**Parts of the exercise**:
[1] According to the article on Facebook's cryptocurrency, how much money is Facebook reportedly looking to raise from venture capital firms?
[2] Rewrite the passage of the Facebook cryptocurrency article between "The New York" and "such an asset.", inclusive, putting "tech company" in place of "social media giant".
[3] Which companies or publications does the Facebook cryptocurrency article mention by name?

Facebook reportedly is on the hunt to involve venture capital firms in its new crypto asset endeavor. It’s estimated that the amount of money expected to be raised is up to $1 billion.

Fresh Twitter intel

As part of a series of tweets on April 8, New York Times journalist and crypto influencer Nathaniel Popper said:

Update on Facebook’s cryptocurrency: Sources tell me that Facebook is now looking to get VC firms to invest in the Facebook cryptocurrency project we reported on earlier this year. I hear they are targeting big sums — as much as $1b.”

The New York Times reported on the rumblings of a Facebook crypto asset in late February of 2019, noting the social media giant has reportedly already spoken to exchanges on the listing of such an asset.

In his series of April 8 tweets on the fresh Facebook asset news, Popper noted the Facebook project might be seeking such investment in order to appear less centralized.

According to one source Popper talked to, the social media company might utilize the invested funds as collateral for the new digital asset. Popper also noted Facebook’s focus on a pegged cryptocurrency.

**Material shown**:
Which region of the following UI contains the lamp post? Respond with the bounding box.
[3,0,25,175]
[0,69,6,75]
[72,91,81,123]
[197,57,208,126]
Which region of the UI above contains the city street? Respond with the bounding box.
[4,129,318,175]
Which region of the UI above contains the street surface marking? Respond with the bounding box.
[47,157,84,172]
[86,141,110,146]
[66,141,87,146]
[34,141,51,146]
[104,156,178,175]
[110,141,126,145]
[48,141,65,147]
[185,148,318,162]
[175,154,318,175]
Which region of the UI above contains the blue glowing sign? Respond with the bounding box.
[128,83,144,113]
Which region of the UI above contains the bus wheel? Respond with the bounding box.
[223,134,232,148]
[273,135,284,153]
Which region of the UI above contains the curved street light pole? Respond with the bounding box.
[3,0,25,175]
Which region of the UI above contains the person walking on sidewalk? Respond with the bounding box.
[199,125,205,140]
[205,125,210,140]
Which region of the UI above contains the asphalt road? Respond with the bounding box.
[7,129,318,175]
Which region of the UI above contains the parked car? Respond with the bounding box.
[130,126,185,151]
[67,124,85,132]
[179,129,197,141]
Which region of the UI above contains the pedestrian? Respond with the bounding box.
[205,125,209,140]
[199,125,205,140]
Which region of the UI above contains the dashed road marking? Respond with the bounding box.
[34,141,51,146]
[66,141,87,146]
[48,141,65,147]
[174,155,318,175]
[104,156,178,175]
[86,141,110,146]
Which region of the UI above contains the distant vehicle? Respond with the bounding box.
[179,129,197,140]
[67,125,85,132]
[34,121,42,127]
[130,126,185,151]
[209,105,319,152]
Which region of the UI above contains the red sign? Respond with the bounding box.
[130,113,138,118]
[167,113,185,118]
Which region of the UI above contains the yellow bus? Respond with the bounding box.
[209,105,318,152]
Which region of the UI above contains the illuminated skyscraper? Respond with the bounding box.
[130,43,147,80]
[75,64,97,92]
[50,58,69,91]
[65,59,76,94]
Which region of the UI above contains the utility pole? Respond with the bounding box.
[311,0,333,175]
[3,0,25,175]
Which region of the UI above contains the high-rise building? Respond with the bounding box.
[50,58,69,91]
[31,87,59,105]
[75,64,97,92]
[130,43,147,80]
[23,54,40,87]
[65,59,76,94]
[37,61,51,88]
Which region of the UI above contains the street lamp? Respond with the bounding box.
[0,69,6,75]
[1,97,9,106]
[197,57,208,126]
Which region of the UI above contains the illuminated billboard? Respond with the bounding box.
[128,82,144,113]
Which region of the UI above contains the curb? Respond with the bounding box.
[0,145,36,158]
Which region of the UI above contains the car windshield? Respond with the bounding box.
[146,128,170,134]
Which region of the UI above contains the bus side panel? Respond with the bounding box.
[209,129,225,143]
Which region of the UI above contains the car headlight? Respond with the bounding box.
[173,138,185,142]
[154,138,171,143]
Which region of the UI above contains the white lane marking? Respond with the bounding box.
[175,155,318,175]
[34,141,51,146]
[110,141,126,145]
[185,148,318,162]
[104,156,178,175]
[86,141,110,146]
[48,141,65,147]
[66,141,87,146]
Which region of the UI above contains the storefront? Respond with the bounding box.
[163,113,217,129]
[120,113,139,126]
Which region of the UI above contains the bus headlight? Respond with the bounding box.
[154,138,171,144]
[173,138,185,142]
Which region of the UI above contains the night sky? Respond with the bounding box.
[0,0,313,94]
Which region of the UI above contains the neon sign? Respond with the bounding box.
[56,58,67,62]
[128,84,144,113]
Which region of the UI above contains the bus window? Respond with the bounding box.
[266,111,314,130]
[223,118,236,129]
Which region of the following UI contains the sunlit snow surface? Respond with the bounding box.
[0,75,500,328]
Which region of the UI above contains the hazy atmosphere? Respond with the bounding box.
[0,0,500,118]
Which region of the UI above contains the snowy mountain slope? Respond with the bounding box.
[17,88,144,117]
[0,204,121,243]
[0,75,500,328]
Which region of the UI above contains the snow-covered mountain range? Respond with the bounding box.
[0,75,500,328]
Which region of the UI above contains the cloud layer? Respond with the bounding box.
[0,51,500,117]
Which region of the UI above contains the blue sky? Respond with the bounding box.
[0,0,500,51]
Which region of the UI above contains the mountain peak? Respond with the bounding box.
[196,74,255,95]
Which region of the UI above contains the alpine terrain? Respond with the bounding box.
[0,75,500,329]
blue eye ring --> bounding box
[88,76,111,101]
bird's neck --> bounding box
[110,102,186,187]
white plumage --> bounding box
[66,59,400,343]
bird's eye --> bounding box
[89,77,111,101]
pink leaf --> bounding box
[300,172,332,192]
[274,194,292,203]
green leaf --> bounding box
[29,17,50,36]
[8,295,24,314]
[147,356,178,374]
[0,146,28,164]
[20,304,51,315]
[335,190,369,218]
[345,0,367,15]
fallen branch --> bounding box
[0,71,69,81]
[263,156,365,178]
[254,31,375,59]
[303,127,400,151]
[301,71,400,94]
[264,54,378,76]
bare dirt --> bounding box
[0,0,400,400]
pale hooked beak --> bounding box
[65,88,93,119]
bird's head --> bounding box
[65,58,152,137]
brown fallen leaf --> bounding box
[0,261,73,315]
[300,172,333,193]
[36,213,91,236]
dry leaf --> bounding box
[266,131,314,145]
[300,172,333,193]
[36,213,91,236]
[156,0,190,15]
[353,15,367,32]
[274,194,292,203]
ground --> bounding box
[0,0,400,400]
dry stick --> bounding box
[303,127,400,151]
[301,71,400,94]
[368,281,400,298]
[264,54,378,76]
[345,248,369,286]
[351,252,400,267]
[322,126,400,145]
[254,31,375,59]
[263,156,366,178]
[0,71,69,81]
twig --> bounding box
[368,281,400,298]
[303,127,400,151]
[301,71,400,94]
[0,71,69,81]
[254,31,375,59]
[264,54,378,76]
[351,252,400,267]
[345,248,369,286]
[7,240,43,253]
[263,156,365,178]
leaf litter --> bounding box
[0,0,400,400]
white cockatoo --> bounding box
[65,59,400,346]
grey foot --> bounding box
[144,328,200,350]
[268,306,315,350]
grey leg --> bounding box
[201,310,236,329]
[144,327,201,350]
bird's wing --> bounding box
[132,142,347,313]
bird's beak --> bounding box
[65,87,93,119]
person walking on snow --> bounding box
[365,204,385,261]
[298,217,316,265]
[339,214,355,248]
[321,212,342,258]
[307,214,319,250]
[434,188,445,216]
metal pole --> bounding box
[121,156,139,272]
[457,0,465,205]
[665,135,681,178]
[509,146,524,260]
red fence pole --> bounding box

**Answer set**:
[1] Up to $1 billion.

[2]
The New York Times reported on the rumblings of a Facebook crypto asset in late February of 2019, noting the tech company has reportedly already spoken to exchanges on the listing of such an asset.

[3] Facebook, The New York Times, Twitter